REQUIREMENTS -> Rewrite the rows below, replacing each "Spot" with "Locate" and leaving all other text unchanged.

EXERCISE INPUT ->

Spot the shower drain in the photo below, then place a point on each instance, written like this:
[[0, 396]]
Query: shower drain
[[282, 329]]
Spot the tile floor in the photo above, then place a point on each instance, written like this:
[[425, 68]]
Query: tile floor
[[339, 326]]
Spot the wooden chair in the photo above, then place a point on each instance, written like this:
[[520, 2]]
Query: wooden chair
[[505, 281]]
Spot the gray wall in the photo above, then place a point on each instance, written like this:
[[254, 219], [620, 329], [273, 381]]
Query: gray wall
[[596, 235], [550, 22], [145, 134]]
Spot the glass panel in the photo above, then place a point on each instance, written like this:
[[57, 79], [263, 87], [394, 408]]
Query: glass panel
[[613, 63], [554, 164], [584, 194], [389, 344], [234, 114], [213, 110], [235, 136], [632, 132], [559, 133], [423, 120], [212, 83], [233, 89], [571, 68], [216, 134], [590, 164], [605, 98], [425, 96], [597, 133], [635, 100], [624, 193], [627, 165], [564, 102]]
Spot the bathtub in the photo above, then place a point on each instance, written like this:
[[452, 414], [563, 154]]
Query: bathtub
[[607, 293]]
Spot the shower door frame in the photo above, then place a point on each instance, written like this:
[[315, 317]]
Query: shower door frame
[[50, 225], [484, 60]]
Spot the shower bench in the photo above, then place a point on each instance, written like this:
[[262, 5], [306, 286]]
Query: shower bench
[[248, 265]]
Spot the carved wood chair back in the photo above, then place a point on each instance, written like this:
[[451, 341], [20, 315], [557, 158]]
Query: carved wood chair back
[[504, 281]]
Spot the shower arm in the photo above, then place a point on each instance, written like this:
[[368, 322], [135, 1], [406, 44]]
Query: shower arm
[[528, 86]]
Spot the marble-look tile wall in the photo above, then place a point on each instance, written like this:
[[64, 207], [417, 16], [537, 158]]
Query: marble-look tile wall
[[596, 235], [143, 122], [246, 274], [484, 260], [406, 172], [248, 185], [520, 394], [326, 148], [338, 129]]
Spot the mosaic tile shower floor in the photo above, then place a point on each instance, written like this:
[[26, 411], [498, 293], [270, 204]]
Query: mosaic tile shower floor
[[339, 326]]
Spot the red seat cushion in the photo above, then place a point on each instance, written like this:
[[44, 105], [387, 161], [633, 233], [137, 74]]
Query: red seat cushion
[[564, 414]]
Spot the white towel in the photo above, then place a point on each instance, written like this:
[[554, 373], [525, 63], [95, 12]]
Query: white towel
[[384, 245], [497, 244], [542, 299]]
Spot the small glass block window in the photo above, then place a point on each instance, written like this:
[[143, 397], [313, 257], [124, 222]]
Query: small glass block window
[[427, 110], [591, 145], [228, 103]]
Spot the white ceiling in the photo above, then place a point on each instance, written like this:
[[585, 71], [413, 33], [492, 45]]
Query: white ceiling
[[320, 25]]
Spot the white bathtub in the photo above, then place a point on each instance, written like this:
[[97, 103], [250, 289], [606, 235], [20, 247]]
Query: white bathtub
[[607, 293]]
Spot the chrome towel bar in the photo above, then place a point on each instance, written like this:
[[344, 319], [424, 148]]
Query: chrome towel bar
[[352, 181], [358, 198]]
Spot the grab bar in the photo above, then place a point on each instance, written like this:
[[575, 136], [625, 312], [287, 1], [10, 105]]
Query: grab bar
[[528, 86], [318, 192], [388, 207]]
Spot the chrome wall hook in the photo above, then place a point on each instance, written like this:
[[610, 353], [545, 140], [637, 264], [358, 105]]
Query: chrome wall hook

SOLUTION FOR THIS EXERCISE ->
Locate the shower drain in the photo below, then place a point on each instance, written like this:
[[0, 396]]
Query: shower drain
[[282, 329]]
Locate the tile floor in the photo above, then place a point on each instance, written like this:
[[425, 68]]
Query: tile floor
[[339, 326]]
Locate the wooden chair in the photo above, then place a point on each instance, written like this:
[[520, 2]]
Query: wooden chair
[[505, 281]]
Locate the gray wall in the photo above, then place a point on each instance, written like this:
[[254, 219], [620, 329], [273, 381]]
Query: gray wall
[[596, 235], [550, 22], [145, 134]]
Locate the glass panel in the photo above, then place a point on each instance, written like this:
[[57, 79], [263, 87], [394, 408]]
Query: glass panel
[[613, 63], [554, 164], [584, 194], [389, 344], [234, 114], [213, 110], [235, 136], [632, 132], [559, 133], [423, 120], [212, 83], [233, 89], [571, 68], [216, 134], [590, 164], [605, 98], [425, 96], [597, 133], [635, 100], [624, 193], [627, 165], [564, 102]]
Locate the bathtub in the photo above, then place a point on each instance, written like this:
[[452, 414], [563, 154]]
Query: bathtub
[[607, 293]]
Locate the shower door frame in the photo above, then place a point on each instance, written like this:
[[315, 317]]
Query: shower door frame
[[50, 225], [484, 60]]
Locate the shower bench in the photo above, then place a point on each instance, written like this:
[[262, 5], [306, 286]]
Query: shower bench
[[248, 265]]
Locate the carved wood chair back in the photo above, then place a point on each instance, written like this:
[[451, 341], [20, 315], [557, 158]]
Query: carved wood chair back
[[504, 281]]
Locate the shower arm in the photo above, then place a point on each instance, written like this:
[[368, 322], [135, 1], [406, 44]]
Query: shower arm
[[528, 86]]
Locate the marble-look tile wall in the photo above, then place a point on each instance, written like this:
[[64, 207], [417, 16], [537, 158]]
Query: marble-look tile wall
[[596, 235], [143, 122], [246, 274], [484, 260], [406, 172], [248, 185], [520, 394], [326, 148], [338, 129]]
Locate the mosaic tile shower floor in the photo above, then place a point on each instance, written like this:
[[26, 411], [498, 293], [270, 204]]
Query: mosaic tile shower floor
[[339, 326]]
Locate the red seat cushion in the photo above, then place a point on each instance, written like this:
[[44, 105], [387, 161], [633, 233], [137, 74]]
Query: red seat cushion
[[564, 414]]
Locate the white towel in the photo above, then place a point on each instance, written like this:
[[554, 373], [525, 63], [95, 12]]
Query: white towel
[[384, 245], [497, 244], [542, 299]]
Locate the small glass block window in the photo above, then place a point on each instance, written like this:
[[143, 397], [313, 257], [124, 222]]
Query: small glass block window
[[427, 110], [591, 145], [228, 103]]
Locate the white ceiling in the photo above, then place a point on each instance, written like this:
[[585, 71], [413, 33], [492, 45]]
Query: white ceiling
[[320, 25]]
Locate the white bathtub in the photo above, then place a point on each instance, written like this:
[[97, 103], [250, 289], [606, 235], [20, 247]]
Query: white bathtub
[[607, 293]]
Locate the chrome towel bar in the photo above, then place a point on each instance, written like this:
[[344, 319], [424, 148]]
Query: chrome towel bar
[[352, 181], [358, 198]]
Locate the grab bar in the photo above, then place a point on each instance, written like this:
[[575, 136], [625, 312], [287, 1], [10, 105]]
Query: grab bar
[[528, 86], [318, 192], [388, 207]]
Locate the chrome wall hook in the photo above, then place a point on each instance, written like this:
[[610, 353], [545, 140], [637, 264], [358, 105]]
Query: chrome wall hook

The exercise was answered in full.